Text provided:

===============

Creating New Zealand: Transformations in the Early Years of the Colony

An Antipodean travel company serving World Travellers since 1983 with educational small group tours for senior couples and mature solo travellers that includes  New Zealand, with tours to the North island and South island. 

Transformations of the Colony of New Zealand

By Marco Stojanovik

British colonists proclaimed sovereignty over New Zealand in May 1840, initially as part of the Colony of New South Wales before its establishment as a Crown colony the following year. The claim to British Sovereignty was based on Captain James Cook’s 1769 “first discovery” in the South Island and on the February 1840 Treaty of Waitangi in the North Island.

This treaty to some extent regularized the relationship between Māori and the British as the Māori ceded sovereignty in return for the rights, privileges, and protection of being a British subject. However, the treaty was subject to various interpretations, with the Maori translation referring to governance rather than sovereignty, a point which has remained a subject of much controversy and political debate.

===============

Given records:
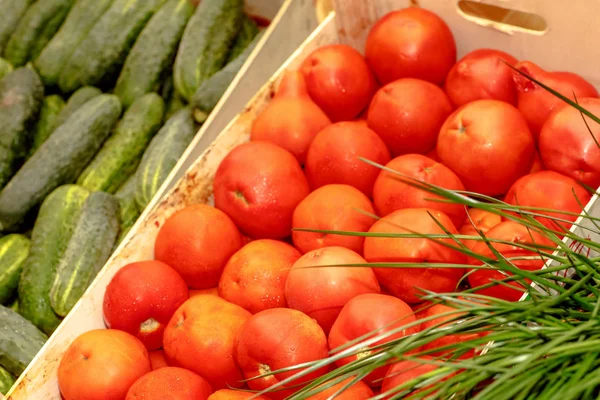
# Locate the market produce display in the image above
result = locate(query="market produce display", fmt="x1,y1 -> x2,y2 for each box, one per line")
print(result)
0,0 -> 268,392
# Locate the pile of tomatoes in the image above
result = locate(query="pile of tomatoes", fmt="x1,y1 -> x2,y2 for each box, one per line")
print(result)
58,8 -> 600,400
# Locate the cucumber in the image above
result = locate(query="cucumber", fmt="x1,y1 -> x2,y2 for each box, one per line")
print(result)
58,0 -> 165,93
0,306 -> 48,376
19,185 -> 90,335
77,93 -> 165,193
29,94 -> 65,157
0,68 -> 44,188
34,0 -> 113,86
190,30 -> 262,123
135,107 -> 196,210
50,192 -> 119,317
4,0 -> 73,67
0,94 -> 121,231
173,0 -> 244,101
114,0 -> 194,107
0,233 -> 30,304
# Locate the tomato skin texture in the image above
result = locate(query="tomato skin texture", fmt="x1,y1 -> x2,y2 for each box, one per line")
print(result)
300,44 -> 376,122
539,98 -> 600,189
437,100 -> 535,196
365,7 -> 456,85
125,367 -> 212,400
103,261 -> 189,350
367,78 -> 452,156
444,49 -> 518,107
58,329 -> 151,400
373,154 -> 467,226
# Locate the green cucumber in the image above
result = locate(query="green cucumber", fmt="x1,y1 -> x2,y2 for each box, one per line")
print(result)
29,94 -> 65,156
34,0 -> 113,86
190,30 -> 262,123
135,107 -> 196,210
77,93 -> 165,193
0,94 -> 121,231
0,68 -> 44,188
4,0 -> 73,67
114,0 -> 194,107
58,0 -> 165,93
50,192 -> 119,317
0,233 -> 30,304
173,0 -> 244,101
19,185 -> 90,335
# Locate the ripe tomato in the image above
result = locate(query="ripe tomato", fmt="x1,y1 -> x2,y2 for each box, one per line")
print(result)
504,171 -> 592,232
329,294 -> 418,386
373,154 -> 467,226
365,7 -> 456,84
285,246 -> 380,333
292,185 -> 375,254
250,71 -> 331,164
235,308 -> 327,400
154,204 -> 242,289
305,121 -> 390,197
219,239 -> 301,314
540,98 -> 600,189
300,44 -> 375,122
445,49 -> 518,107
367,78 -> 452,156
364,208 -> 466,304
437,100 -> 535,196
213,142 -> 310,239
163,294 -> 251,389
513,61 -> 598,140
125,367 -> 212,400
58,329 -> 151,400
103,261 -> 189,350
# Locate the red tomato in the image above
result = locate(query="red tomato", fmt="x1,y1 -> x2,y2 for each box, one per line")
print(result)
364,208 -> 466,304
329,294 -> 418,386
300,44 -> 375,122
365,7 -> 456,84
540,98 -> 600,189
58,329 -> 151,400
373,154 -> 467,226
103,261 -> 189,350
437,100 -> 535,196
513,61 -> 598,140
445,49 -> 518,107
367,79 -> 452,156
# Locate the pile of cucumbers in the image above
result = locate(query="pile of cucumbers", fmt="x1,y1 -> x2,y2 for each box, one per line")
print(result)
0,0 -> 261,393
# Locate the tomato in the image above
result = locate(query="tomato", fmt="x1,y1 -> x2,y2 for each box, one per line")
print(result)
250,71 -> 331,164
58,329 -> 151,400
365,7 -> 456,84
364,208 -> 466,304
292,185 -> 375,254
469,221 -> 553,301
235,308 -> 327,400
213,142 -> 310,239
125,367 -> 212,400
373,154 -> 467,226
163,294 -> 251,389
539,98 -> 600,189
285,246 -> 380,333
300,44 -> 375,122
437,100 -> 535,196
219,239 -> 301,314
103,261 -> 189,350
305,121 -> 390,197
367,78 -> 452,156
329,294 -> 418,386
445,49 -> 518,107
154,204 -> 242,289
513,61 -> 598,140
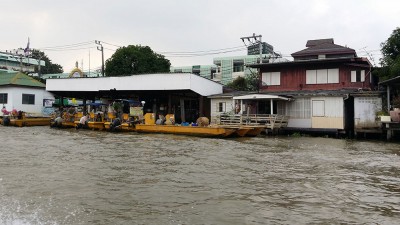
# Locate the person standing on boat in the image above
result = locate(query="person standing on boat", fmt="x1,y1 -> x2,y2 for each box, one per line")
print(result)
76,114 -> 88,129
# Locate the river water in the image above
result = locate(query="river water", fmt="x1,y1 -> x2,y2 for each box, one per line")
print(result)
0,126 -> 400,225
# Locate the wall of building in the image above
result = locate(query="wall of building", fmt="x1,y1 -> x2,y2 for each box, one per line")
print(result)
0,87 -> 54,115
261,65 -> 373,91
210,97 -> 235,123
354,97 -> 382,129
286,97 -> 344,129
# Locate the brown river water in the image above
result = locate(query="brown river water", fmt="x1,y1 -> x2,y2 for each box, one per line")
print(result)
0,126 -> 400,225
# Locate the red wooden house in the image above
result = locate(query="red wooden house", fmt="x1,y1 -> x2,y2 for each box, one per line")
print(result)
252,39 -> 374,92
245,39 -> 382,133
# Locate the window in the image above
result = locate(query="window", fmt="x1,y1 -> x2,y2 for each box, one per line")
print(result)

===============

Given instruction:
Answer these questions from the New Zealand colony text:
(a) In what month and year did British colonists proclaim sovereignty over New Zealand?
(b) What did the Māori receive in return for ceding sovereignty under the Treaty of Waitangi?
(c) According to the New Zealand colony text, the Māori translation of the treaty refers to what instead of sovereignty?

Task result:
(a) May 1840
(b) The rights, privileges, and protection of being a British subject
(c) Governance